Stored items:
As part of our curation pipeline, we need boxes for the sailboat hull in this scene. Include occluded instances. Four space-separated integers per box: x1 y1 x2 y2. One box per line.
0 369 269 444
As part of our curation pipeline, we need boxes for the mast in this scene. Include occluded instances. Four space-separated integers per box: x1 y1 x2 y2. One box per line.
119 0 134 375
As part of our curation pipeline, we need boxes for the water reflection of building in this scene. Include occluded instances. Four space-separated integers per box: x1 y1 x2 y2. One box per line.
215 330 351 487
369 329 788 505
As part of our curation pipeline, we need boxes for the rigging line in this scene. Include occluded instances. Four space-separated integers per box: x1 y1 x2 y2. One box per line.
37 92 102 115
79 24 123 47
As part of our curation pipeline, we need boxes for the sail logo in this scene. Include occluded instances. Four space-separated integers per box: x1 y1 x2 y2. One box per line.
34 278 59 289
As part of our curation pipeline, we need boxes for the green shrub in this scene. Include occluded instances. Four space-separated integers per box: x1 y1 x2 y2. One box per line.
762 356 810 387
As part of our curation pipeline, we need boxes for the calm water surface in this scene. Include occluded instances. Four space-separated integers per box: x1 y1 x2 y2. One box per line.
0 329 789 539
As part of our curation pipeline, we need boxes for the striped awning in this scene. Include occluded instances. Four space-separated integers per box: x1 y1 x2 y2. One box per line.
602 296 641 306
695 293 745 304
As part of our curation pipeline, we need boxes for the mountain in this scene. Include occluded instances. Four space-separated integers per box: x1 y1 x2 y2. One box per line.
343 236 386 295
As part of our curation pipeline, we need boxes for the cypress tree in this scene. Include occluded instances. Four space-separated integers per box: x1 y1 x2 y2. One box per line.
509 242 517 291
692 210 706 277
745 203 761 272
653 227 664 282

→ **Requirements**
Repeat verbatim every line from the one containing "for the mountain" down to the final line of the rows above, with both of those lines included.

→ **Exercise solution**
As part of our curation pipeline, we need boxes for the mountain in this scene. Include occluded instances. Four space-separated integers per box: x1 y1 x2 y2. One box per line.
343 236 386 295
As part of our curation pipeline, we need boxes for the cypress tree in this scene. Include occluded instances. Four space-separated integers per box: x1 y1 x2 y2. One box per line.
509 242 517 291
692 210 706 277
745 203 761 272
653 227 664 282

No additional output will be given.